§ Aim of the task: Please rewrite the data below with every "Phrase" changed to "Label" and everything else kept the same.

[Coordinate annotation entries]
* Begin *

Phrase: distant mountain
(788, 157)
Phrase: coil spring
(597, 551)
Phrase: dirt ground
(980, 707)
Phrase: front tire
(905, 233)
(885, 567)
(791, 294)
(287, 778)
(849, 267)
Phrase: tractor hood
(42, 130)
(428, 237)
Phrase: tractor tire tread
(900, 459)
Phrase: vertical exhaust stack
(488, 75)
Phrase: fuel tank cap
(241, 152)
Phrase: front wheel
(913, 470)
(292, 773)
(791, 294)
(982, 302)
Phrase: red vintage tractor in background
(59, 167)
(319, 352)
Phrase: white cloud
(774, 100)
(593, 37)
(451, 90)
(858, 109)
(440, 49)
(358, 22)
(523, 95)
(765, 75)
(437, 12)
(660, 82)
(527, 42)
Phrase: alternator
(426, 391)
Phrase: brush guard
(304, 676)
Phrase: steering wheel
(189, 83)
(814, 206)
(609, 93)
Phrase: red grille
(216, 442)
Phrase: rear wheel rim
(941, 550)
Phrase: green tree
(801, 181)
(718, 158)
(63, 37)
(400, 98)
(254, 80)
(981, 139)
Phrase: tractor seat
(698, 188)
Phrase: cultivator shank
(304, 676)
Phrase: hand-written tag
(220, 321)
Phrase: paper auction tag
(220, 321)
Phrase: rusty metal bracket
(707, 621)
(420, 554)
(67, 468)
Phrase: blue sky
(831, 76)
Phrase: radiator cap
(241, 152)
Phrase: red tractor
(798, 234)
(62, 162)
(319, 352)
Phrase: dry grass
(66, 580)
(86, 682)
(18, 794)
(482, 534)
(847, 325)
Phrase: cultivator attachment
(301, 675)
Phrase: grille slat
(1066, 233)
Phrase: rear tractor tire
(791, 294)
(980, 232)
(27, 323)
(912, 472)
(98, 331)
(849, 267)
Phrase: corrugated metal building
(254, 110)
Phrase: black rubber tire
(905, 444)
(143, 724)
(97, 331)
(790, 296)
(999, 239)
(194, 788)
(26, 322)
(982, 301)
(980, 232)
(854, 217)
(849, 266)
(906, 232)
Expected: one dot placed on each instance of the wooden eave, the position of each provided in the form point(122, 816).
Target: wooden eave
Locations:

* End *

§ The reply:
Label: distant mountain
(788, 157)
Label: coil spring
(597, 551)
Label: dirt ground
(980, 707)
Label: front tire
(905, 233)
(885, 567)
(791, 294)
(287, 778)
(849, 267)
Label: tractor hood
(42, 130)
(428, 237)
Label: tractor tire tread
(900, 459)
Label: vertical exhaust stack
(488, 75)
Label: fuel tank cap
(241, 152)
Label: front wheel
(913, 470)
(292, 773)
(791, 294)
(982, 302)
Label: red vintage tractor in background
(59, 167)
(319, 352)
Label: white cloud
(774, 100)
(593, 37)
(451, 90)
(858, 109)
(440, 49)
(358, 22)
(523, 95)
(765, 75)
(437, 12)
(660, 82)
(527, 42)
Label: alternator
(426, 391)
Label: brush guard
(304, 676)
Label: steering wheel
(189, 83)
(814, 206)
(609, 93)
Label: red grille
(216, 442)
Label: rear wheel rim
(941, 550)
Label: green tree
(801, 181)
(718, 158)
(63, 37)
(400, 98)
(254, 80)
(981, 139)
Label: tractor seat
(698, 188)
Label: cultivator shank
(304, 676)
Label: hand-written tag
(220, 321)
Label: paper auction tag
(220, 321)
Label: rusty metal bracket
(707, 621)
(420, 554)
(67, 468)
Label: blue sky
(831, 76)
Label: radiator cap
(241, 152)
Label: red tractor
(798, 234)
(62, 162)
(319, 352)
Label: dry grass
(66, 580)
(86, 682)
(18, 794)
(482, 534)
(847, 325)
Label: cultivator attachment
(301, 675)
Label: grille slat
(1066, 233)
Label: rear tractor tire
(791, 294)
(980, 232)
(27, 323)
(912, 472)
(98, 331)
(849, 267)
Label: corrugated metal building
(254, 110)
Label: black rubber tire
(905, 444)
(143, 724)
(97, 331)
(790, 296)
(999, 239)
(194, 788)
(26, 322)
(982, 301)
(980, 232)
(854, 217)
(849, 266)
(906, 232)
Expected: one dot placed on each instance of the wooden eave, the position of each provided in the form point(122, 816).
Target: wooden eave
Locations:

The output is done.